• DATA SECTION
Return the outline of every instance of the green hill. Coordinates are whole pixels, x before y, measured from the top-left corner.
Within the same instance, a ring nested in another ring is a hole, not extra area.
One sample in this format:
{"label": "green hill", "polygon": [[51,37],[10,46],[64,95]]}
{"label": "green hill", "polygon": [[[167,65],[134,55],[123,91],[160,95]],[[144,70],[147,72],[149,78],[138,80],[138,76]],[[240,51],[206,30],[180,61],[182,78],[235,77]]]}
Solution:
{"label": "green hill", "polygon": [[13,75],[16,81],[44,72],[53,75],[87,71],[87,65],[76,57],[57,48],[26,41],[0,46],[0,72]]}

• GIVEN EXERCISE
Reproduce the listing above line for line, requests included, and shift every coordinate in the answers by -3. Leave the coordinates in the requests and format samples unchanged.

• COMPLETED TASK
Return the outline of every instance of the green hill. Coordinates are whole pixels, x before y, measured from the top-left corner.
Within the same instance, a ring nested in another ring is a hole, not extra area.
One sample in this format:
{"label": "green hill", "polygon": [[51,37],[10,46],[64,95]]}
{"label": "green hill", "polygon": [[[167,65],[134,55],[123,91],[160,95]],[[144,70],[147,72],[149,78],[138,80],[138,76]],[[240,51],[206,30],[180,61],[182,78],[235,77]]]}
Solution:
{"label": "green hill", "polygon": [[10,72],[13,78],[41,69],[50,72],[84,68],[84,62],[73,54],[54,45],[23,38],[-3,43],[-3,69]]}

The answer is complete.